## Task statement:
Repeat the data that follows verbatim. Images are not part of the copy.

Saved entries:

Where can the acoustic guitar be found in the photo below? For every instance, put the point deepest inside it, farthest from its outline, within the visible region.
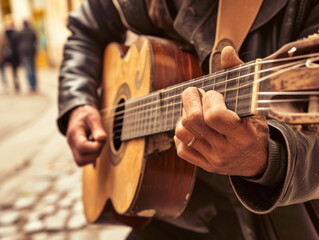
(138, 173)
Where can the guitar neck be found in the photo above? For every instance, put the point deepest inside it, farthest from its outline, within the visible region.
(159, 111)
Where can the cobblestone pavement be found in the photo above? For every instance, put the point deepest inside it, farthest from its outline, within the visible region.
(40, 186)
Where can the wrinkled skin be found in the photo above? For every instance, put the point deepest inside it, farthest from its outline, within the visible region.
(225, 143)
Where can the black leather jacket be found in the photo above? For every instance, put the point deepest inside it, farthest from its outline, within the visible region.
(293, 159)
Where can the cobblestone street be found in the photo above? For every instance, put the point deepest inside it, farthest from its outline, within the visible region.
(40, 185)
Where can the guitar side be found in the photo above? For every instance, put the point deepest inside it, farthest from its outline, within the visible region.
(143, 176)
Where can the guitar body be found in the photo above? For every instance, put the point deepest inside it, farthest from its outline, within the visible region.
(140, 177)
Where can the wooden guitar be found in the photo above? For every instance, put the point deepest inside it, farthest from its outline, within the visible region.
(138, 171)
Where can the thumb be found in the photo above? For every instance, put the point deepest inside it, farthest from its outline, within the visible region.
(229, 58)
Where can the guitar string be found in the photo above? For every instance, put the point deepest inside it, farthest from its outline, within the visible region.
(267, 93)
(194, 81)
(127, 114)
(173, 113)
(177, 111)
(130, 112)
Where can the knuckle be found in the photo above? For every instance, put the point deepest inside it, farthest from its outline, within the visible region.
(195, 116)
(212, 115)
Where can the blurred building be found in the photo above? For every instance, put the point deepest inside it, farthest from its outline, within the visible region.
(48, 18)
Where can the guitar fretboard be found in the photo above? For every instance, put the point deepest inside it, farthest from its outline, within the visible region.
(159, 111)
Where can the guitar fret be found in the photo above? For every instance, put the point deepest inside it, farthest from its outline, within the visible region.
(231, 90)
(160, 111)
(245, 89)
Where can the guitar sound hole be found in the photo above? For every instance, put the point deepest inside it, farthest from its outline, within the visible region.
(117, 125)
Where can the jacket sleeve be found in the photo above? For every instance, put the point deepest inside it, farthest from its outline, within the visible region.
(93, 25)
(293, 156)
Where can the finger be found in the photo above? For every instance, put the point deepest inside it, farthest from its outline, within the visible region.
(82, 144)
(182, 133)
(217, 116)
(193, 119)
(82, 160)
(94, 122)
(229, 58)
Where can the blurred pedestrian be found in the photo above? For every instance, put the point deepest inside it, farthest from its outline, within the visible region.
(3, 51)
(27, 51)
(12, 56)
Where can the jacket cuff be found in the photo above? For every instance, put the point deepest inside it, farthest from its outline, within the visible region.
(260, 195)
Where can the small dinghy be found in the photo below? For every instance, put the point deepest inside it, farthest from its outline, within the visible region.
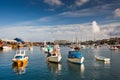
(54, 58)
(20, 57)
(101, 58)
(75, 57)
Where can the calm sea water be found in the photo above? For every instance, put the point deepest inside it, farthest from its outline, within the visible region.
(38, 68)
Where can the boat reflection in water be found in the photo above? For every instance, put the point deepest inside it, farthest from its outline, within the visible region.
(55, 68)
(77, 69)
(19, 68)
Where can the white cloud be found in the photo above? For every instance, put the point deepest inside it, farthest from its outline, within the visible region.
(81, 2)
(117, 12)
(65, 32)
(93, 11)
(96, 28)
(53, 2)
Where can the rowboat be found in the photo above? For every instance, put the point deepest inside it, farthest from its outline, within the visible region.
(20, 57)
(54, 58)
(101, 58)
(75, 57)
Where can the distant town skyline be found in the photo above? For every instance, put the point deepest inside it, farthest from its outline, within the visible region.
(39, 20)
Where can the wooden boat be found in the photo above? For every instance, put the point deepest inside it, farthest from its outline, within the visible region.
(75, 57)
(54, 58)
(19, 68)
(113, 48)
(101, 58)
(20, 57)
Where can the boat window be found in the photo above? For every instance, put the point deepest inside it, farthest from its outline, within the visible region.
(18, 57)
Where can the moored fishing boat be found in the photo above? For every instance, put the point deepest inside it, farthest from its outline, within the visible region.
(54, 58)
(101, 58)
(113, 48)
(20, 57)
(75, 57)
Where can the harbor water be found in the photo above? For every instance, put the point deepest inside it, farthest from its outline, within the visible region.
(38, 68)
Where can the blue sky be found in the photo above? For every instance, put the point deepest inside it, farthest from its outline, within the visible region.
(39, 20)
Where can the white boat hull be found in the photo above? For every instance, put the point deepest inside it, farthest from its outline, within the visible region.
(54, 58)
(100, 58)
(76, 60)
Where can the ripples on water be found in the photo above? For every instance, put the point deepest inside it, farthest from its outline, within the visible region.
(38, 68)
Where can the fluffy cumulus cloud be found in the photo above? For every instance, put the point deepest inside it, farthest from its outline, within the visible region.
(61, 32)
(96, 28)
(117, 12)
(53, 2)
(81, 2)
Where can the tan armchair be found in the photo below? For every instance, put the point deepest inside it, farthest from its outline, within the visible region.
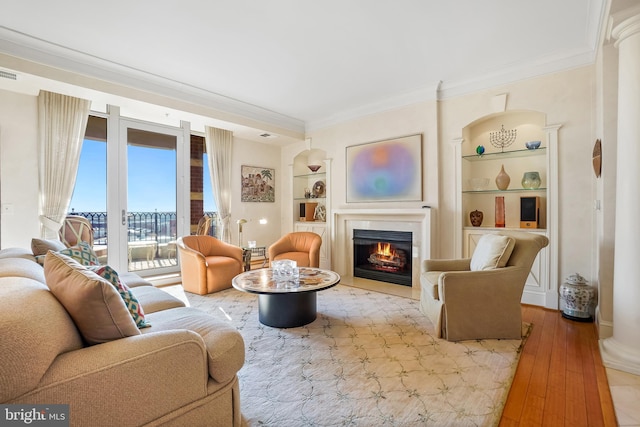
(465, 304)
(75, 229)
(303, 247)
(208, 264)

## Response to the exercise:
Where can the acoustic guitar be found in the photo below? For every instance, put the point deepest inside it, farthest from its outline, within the visible region.
(138, 173)
Where can the guitar neck be found in the photo above? For every instance, put the point deepest inside it, farthest from its outline, within the visible region.
(159, 111)
Where can the cobblestone pavement be found in the photo above? For every instance, put the point deepest inside it, farthest from its outline, within the visible region.
(40, 186)
Where can the wrinkled skin be found in the photo above? For every instance, put the point deepest inside it, farthest from its outline, within the visible region.
(225, 143)
Where can the black leather jacket be found in the photo above? For every instance, put the point deepest inside it, farthest from its outline, within the visible region.
(293, 159)
Where can the cobblestone street be found in the photo above? For every instance, put the point deepest inside it, farthest from its outline, within the visible region.
(40, 185)
Where can the guitar side be found in the photo above? For every instance, put the point deepest inside it, farthest from its outline, within the visible region.
(143, 176)
Where can the guitar body be found in the photo above? For every instance, put the point deepest inside it, farthest from its outline, within the visible region.
(140, 177)
Where can the wooden guitar be found in the photo above? For every instance, put the point deepest inside it, farthest from its outline, within the visible region.
(138, 171)
Where can the thumb be found in the photo above? For every instance, put the point deepest inside it, farthest from its outline, within the visible region.
(229, 58)
Where can the guitar string be found in the photo above? For every instance, put the point deepest inside it, farthest from its outline, within the visible region.
(267, 93)
(194, 81)
(127, 114)
(173, 113)
(177, 111)
(130, 112)
Where can the knuckle be found in the photo above? For every instance, put the point deepest inside it, farthest from its outline, within the visible region.
(195, 116)
(212, 115)
Where can the blurred building be found in the photo above? For every instance, put the point deepest inside it, farthest from its outline, within the visible region.
(48, 18)
Where can the guitar fretboard be found in the photo above? For every instance, put the point deepest inside it, farthest from its outline, within the visible region.
(159, 111)
Where can the guitar fret be found in the photo above? For every instance, put the point deepest inside it, farthest from its outline, within the visible region.
(231, 90)
(160, 111)
(245, 89)
Where can the guitar sound hole be found in the photo above? For every instance, put the point deepest inside it, farthest from its outline, within the visible region.
(117, 125)
Where can the jacket sleeve be found in the photo above? For every instance, put the point deepest inside it, farthest from its outline, within the visible region.
(93, 25)
(293, 156)
Where can the finger be found in the photo above? For every instance, put the point deepest inside it, farthest from its outline, within the visible region.
(82, 144)
(182, 133)
(217, 116)
(193, 119)
(82, 160)
(94, 122)
(229, 58)
Where can the blurred pedestrian be found in the photo above? For every instance, put the point deepest inside it, farthest from its outline, within the visible region.
(3, 51)
(27, 51)
(12, 56)
Where can the jacket cuff be found in the photo above? For every instance, put the point deepest inside it, farthest from its outline, within the visible region.
(260, 195)
Where can the small dinghy be found in the photo below? For every instance, put the point deepest inside it, farthest from its outline, within the visible region.
(54, 58)
(20, 57)
(101, 58)
(75, 57)
Where can the calm sea water be found in the photo above? For every instance, put the point deepest inside it, farthest from its outline, within the visible region.
(38, 68)
Where can the boat reflection in water be found in the photo above? For every instance, put the point deepest inside it, farthest from its outline, within the visible region.
(55, 68)
(77, 69)
(19, 68)
Where can the white cloud be found in the photo above? For every instance, put the point deepest inside it, farthest from its outline, within the visible region.
(81, 2)
(117, 12)
(65, 32)
(93, 11)
(96, 28)
(53, 2)
Where can the rowboat be found in the photo above? For every instance, put the point deepest inside it, farthest from its outline, within the visible region.
(20, 57)
(54, 58)
(101, 58)
(75, 57)
Where can the distant town skyline be found in the photo above? For every instance, put the point deepest inside it, farthest from its outline, within the visible region.
(39, 20)
Where can the wooden boat be found in the photo above? For every instance, put the point deepest inside it, farthest from its outline, within the visible region.
(75, 57)
(54, 58)
(19, 68)
(113, 48)
(101, 58)
(20, 57)
Where can the boat window be found in the photo above? For every instance, put the point deepest inside it, farthest from its outline, within the visible region.
(18, 57)
Where can the moored fishing boat be found in the photo above? For every instance, put the point deepest inside it, farthest from its outline, within the visible region.
(54, 58)
(101, 58)
(113, 48)
(20, 57)
(75, 57)
Where can the harbor water be found in the photo above? For every instance, put the point deepest inside it, farthest from its outline, within the visible region.
(38, 68)
Where can the blue sky be found in the photo above? For every instance, put the point deepest inside it, farthest from its outline, within the visible region.
(39, 20)
Where can the white boat hull be found in the photo above? For every instance, put the point deepest inside it, farthest from its outline, within the visible region.
(54, 58)
(100, 58)
(76, 60)
Where can the ripples on water be found in the photo above? For every instance, put the point deepest inside it, farthest from its outline, within the visible region.
(38, 68)
Where can the fluffy cumulus cloud be found in the photo above? For every instance, put the point deepest inside it, farthest from its outline, within the visible region.
(61, 32)
(96, 28)
(117, 12)
(53, 2)
(81, 2)
Where can the tan armchair be found in the photo below? For every instance, put the point deepest inside it, farthest from its outline, within the visible region.
(465, 304)
(75, 229)
(303, 247)
(208, 264)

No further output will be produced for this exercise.